Start of Supplied entries
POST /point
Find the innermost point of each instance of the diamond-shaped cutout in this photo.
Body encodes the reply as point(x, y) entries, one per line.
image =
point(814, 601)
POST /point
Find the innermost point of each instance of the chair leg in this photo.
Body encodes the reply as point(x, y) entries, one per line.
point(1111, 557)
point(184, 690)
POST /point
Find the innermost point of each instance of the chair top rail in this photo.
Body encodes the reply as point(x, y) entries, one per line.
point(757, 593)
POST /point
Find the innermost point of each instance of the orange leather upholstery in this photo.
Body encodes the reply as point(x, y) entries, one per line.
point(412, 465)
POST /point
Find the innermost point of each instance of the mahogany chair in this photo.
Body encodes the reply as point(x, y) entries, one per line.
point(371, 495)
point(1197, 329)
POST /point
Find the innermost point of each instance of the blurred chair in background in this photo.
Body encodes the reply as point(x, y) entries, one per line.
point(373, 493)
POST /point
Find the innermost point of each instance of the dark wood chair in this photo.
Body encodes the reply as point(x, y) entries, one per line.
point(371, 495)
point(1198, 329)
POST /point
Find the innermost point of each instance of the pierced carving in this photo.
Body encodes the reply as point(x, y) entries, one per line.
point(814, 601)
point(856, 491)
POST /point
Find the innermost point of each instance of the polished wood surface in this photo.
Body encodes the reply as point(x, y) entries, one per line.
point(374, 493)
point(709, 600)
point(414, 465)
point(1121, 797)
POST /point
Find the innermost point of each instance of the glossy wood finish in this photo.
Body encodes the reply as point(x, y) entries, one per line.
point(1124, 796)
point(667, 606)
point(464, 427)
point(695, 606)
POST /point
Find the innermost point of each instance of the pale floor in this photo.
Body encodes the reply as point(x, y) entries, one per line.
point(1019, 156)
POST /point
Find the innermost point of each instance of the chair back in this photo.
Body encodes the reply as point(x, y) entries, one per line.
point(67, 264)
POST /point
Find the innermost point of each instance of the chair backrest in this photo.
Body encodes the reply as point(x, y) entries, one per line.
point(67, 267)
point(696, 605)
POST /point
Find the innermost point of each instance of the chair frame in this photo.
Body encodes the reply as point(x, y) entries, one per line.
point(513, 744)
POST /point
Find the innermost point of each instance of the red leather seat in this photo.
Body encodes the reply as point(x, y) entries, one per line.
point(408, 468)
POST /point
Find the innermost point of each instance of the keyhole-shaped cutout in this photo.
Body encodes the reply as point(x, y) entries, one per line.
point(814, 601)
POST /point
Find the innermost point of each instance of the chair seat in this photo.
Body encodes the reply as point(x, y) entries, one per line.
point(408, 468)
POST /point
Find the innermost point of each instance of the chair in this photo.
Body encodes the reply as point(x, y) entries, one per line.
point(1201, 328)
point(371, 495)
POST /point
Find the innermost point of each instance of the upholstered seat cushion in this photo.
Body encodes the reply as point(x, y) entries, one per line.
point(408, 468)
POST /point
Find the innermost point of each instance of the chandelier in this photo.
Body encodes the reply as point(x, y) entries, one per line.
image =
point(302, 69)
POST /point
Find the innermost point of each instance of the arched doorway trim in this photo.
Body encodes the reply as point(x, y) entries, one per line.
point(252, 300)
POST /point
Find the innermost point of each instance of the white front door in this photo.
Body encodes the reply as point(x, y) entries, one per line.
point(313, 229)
End of Supplied entries
Work to be completed
Each line above with the word "shaped" must be returned.

The answer
Find the innermost point of each instance of the diamond-shaped cutout in this photo.
Find the innermost point of each instance of the keyhole-shaped cutout in this photo.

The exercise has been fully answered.